| Text block |
Tuesday, May 24, 2005

hot dogs for me, tacos for you

During a conversation with a friend this weekend, the subject of being persued by a homosexual came up. It'd happened to both of us, and we both had the same reaction to it: anger. It made me wonder, why we are so offended when a gay person expresses interest in us? Even the most homophilic (!) of us can become downright hate-crime-mad when hit on by a person of the same sex.

My friend, who is a guy, said that part of the irritation was the graphic nature of the come-on. (Apparently gay guys can as big a pig as straights!) My huntress was not graphic, but she still hacked me off.

A couple of years ago a girl I knew, "Y", came out to me and a couple of my (female) friends. We were pretty cool about it as it was no big suprise, but in retrospect, we may have been too cool, because Y started to think that we were playing for her team too. For some reason, she thought one of the girls was a lesbian, despite the fact that she was married. Equally bizarre was her notion that I liked the vag - I'm quite certain I'd talked about my boyfriend plenty of times in her presence. Maybe it was the way we always joked about being lesbefriends - hell, I don't know.

| Data under study |

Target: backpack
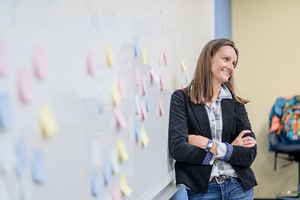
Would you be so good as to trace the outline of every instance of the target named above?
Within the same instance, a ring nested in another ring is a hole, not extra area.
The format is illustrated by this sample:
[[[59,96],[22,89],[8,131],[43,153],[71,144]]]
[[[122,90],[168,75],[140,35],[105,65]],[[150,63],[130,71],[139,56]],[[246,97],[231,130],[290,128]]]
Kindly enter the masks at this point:
[[[277,134],[284,144],[300,144],[300,96],[286,102]]]

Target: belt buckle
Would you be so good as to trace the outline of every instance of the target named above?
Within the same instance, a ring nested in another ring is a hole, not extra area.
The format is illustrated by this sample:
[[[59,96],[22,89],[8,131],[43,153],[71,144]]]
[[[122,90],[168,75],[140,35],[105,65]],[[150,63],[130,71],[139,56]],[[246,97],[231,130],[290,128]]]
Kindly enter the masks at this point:
[[[214,178],[216,178],[216,183],[218,184],[222,184],[222,182],[224,182],[224,180],[219,181],[218,180],[218,178],[216,178],[216,176],[214,176]]]

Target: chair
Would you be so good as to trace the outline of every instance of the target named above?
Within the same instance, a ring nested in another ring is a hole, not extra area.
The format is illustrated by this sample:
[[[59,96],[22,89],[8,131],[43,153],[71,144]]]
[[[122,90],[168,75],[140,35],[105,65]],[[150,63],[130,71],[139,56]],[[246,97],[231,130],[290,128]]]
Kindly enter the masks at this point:
[[[284,157],[285,159],[292,162],[298,162],[298,190],[288,191],[280,193],[277,194],[276,198],[283,200],[300,200],[300,144],[286,145],[282,144],[277,134],[277,130],[273,131],[269,134],[269,142],[270,146],[272,146],[272,150],[275,152],[274,170],[276,170],[277,158],[282,158],[278,154],[278,153],[287,154],[287,156]],[[286,166],[286,164],[284,166]]]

| Activity |
In the blog post dated May 24, 2005, what did the writer's friend say was part of the irritation?

| Result of this exercise |
The graphic nature of the come-on.